[Task directions]
Keep only the lines that hold the string "small", filtering out the rest of the entries below.

[Input for this task]
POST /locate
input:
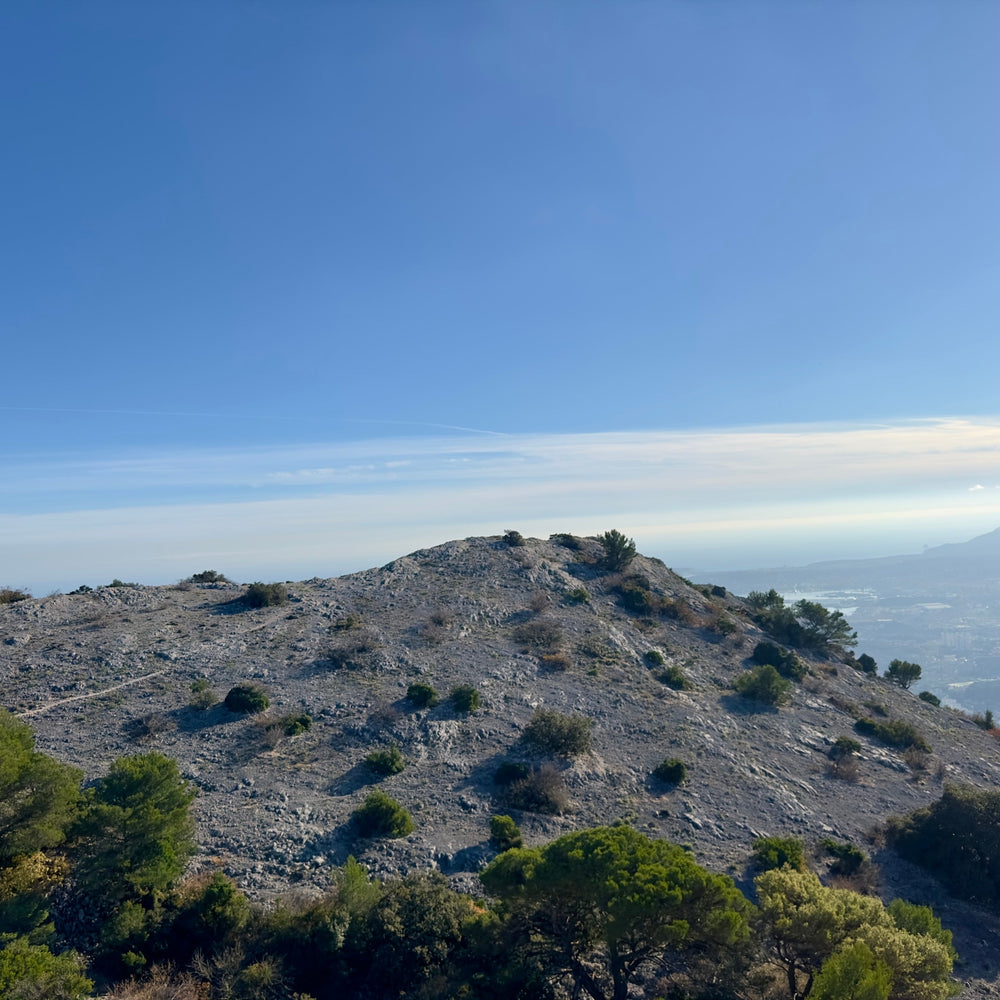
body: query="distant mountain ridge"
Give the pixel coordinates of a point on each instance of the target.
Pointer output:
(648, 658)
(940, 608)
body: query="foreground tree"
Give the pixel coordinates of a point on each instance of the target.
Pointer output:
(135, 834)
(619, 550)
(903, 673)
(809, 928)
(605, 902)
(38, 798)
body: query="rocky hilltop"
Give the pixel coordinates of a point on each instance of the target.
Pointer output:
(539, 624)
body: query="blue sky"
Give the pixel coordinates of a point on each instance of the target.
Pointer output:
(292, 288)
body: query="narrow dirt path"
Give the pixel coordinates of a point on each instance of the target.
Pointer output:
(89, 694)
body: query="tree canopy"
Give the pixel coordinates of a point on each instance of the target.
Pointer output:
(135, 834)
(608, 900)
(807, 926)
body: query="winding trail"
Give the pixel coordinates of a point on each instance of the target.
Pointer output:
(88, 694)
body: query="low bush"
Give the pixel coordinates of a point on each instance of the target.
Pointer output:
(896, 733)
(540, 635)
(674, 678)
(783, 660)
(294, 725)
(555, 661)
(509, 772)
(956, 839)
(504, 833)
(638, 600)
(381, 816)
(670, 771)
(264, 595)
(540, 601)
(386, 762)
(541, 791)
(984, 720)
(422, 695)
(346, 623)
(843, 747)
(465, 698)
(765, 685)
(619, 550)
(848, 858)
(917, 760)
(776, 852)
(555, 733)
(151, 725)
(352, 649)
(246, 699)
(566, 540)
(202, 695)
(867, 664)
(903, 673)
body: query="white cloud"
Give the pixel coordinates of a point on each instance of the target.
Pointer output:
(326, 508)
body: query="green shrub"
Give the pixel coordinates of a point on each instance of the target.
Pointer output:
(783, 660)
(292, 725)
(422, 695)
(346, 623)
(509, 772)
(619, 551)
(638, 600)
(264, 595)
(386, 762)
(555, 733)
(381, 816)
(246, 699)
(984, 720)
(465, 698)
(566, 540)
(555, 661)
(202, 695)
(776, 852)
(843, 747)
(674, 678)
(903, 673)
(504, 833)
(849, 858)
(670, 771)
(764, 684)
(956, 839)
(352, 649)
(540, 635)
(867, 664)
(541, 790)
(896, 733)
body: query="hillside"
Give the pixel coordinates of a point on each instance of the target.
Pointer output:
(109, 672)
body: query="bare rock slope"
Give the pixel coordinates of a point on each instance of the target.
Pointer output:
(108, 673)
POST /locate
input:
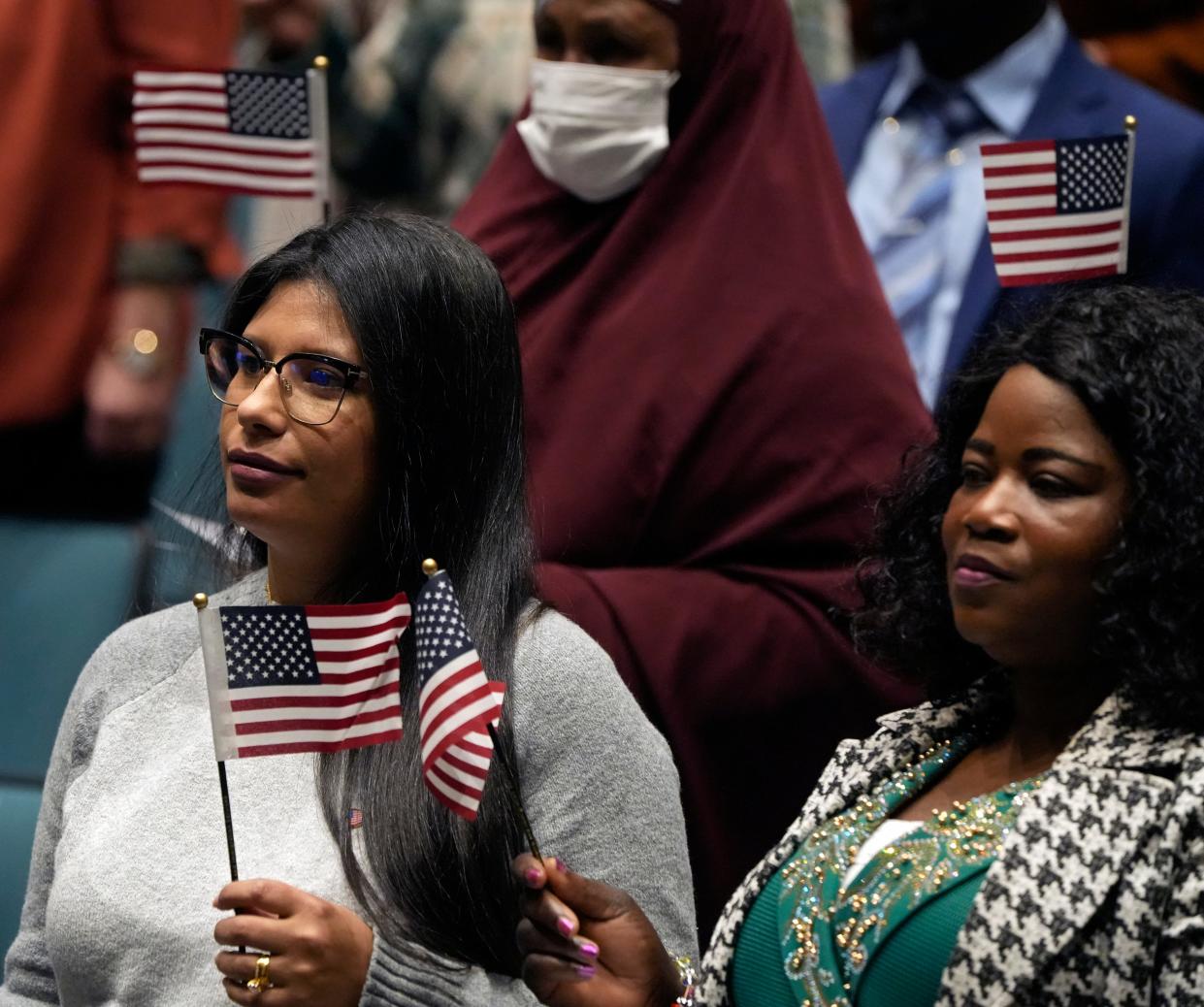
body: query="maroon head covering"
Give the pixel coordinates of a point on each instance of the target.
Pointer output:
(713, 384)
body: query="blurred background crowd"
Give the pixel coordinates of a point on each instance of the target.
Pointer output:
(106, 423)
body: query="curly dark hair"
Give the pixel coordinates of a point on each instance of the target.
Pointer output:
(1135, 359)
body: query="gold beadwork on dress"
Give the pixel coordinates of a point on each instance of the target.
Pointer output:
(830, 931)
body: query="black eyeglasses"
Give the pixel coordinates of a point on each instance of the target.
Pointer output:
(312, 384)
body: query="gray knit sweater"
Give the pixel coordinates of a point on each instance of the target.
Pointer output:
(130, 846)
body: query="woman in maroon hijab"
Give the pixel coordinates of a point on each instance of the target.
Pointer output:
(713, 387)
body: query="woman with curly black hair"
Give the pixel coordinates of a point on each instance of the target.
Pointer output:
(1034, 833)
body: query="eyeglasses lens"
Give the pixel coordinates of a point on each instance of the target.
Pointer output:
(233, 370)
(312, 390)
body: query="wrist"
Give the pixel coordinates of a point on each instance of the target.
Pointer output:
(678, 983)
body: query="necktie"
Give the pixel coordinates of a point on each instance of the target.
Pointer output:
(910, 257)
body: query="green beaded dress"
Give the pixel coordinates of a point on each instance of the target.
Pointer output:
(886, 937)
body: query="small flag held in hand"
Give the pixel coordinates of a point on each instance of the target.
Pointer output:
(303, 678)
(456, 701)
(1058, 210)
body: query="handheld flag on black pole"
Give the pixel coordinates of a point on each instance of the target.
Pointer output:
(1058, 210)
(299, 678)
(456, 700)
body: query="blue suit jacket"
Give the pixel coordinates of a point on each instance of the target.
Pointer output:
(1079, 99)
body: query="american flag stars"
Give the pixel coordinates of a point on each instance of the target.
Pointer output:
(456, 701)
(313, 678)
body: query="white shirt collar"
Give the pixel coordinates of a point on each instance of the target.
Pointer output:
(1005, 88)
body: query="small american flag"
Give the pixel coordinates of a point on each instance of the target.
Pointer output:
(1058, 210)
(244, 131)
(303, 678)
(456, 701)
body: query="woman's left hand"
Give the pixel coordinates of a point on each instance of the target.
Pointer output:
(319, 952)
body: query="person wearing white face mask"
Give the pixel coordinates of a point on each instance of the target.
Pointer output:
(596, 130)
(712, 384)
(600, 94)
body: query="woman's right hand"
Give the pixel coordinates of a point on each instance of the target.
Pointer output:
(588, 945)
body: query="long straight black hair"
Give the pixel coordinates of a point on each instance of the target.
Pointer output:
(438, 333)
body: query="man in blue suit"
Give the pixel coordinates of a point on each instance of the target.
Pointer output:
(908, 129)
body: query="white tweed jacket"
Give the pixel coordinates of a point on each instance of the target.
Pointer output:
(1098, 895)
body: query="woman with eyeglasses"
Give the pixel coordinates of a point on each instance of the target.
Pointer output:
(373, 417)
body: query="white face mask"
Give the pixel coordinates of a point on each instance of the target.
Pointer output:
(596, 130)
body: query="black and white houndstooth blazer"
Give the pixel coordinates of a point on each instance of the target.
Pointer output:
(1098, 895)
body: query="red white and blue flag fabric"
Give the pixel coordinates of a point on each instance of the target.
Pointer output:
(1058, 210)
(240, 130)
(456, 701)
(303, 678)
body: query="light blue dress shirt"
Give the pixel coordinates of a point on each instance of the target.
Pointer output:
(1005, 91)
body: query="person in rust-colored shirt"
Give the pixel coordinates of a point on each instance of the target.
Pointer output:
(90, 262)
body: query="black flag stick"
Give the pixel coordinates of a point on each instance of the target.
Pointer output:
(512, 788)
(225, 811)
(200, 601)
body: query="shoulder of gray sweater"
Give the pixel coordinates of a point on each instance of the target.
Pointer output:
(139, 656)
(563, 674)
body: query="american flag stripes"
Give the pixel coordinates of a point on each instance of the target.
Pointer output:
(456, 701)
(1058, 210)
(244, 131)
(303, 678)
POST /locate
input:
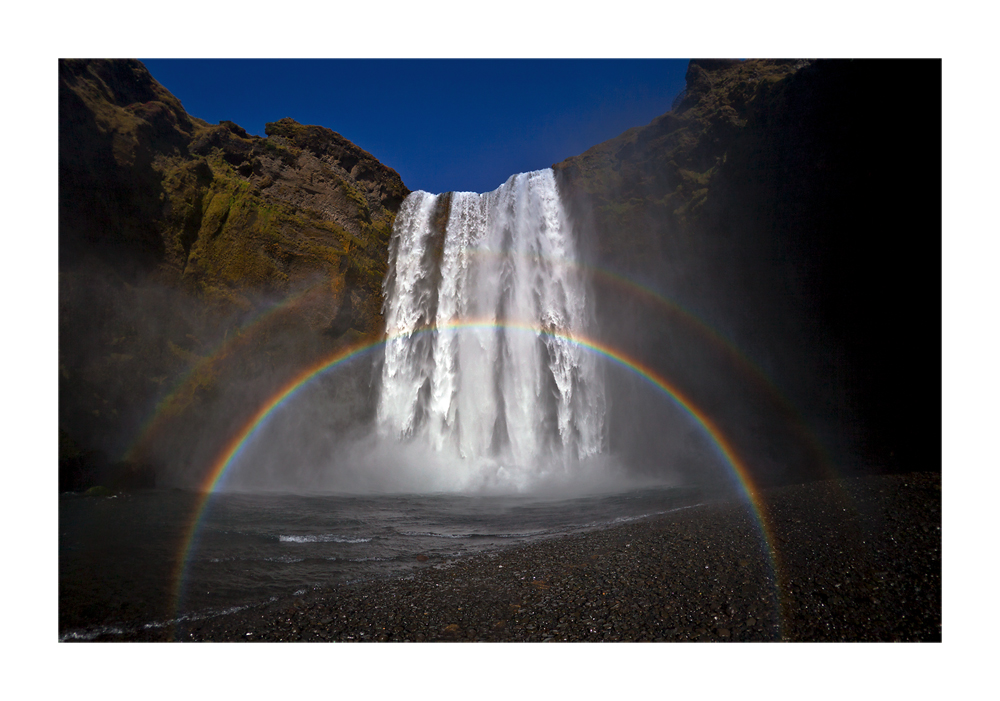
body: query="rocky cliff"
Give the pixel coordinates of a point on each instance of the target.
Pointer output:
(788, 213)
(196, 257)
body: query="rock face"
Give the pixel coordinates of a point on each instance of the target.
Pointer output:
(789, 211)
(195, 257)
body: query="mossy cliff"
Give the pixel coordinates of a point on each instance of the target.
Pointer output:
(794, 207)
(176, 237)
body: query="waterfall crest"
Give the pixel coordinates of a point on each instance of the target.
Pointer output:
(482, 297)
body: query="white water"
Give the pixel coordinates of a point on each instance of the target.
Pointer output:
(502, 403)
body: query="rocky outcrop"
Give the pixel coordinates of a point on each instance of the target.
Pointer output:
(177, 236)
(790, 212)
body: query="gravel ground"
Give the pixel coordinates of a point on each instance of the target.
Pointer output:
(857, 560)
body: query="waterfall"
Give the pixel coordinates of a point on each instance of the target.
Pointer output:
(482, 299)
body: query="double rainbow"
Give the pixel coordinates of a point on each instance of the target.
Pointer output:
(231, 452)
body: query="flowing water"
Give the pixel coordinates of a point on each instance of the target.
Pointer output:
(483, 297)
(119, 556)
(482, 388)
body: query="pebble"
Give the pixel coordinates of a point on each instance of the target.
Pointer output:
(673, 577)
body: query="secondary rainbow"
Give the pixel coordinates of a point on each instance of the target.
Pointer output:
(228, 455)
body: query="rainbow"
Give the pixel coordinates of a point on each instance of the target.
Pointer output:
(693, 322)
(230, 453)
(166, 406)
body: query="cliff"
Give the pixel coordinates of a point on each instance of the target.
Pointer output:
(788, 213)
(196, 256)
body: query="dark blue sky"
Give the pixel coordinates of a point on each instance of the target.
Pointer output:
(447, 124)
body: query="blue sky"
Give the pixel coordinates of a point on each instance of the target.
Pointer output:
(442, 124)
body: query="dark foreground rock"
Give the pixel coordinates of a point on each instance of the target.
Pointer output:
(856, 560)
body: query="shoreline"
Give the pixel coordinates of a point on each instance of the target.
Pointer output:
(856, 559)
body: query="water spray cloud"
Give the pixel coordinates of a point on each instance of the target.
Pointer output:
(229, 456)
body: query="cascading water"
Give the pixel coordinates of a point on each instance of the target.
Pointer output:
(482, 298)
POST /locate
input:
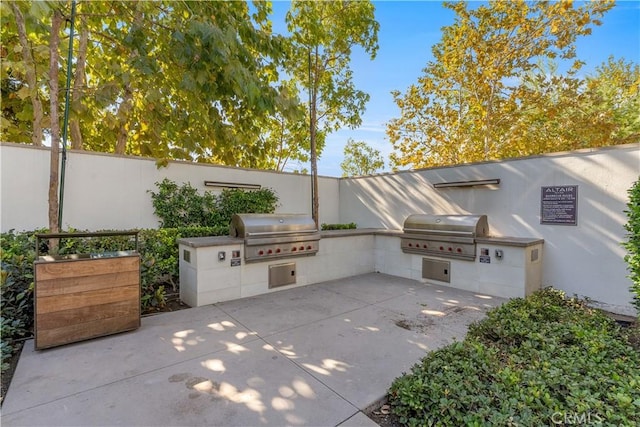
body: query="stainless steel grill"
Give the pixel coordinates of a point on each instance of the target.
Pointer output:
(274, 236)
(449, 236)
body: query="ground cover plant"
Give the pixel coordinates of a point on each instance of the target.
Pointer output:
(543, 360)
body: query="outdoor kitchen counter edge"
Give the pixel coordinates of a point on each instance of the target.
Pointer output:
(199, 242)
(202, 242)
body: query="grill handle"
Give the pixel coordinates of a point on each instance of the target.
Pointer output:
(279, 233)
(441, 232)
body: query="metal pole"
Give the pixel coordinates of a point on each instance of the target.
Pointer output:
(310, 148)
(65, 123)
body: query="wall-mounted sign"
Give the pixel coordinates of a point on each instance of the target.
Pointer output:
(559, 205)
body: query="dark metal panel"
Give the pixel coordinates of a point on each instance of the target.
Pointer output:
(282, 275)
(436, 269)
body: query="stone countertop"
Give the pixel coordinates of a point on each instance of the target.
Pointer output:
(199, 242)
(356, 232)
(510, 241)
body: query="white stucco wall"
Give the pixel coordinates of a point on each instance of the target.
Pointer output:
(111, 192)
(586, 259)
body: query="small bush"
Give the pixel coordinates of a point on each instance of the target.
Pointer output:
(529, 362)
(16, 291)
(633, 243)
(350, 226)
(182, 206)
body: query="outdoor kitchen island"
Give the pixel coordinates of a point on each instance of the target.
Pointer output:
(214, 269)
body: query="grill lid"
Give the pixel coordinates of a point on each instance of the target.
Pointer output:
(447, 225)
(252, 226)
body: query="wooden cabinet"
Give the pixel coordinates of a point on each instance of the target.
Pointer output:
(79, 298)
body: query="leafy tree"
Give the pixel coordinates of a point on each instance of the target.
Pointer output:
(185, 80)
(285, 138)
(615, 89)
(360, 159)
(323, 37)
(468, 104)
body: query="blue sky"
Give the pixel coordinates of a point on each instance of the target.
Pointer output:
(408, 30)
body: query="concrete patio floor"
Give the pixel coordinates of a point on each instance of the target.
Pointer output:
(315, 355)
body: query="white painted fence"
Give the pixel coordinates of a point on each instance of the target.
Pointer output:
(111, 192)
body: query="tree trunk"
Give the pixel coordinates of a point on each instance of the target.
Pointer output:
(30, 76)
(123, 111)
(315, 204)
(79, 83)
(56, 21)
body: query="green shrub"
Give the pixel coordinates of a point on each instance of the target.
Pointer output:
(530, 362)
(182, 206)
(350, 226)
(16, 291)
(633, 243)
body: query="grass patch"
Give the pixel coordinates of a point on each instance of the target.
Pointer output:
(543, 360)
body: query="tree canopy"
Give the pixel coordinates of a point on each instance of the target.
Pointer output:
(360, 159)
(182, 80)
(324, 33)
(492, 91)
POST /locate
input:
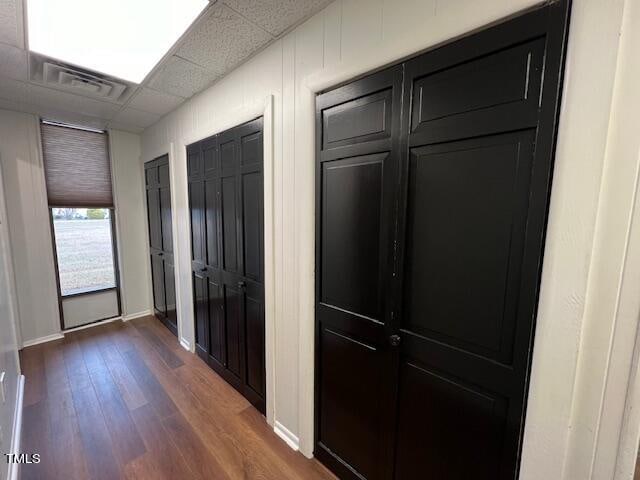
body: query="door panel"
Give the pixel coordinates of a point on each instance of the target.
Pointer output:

[Solution to this exercise]
body: query="small flag held in hand"
body: query="small american flag"
body: query="small bush"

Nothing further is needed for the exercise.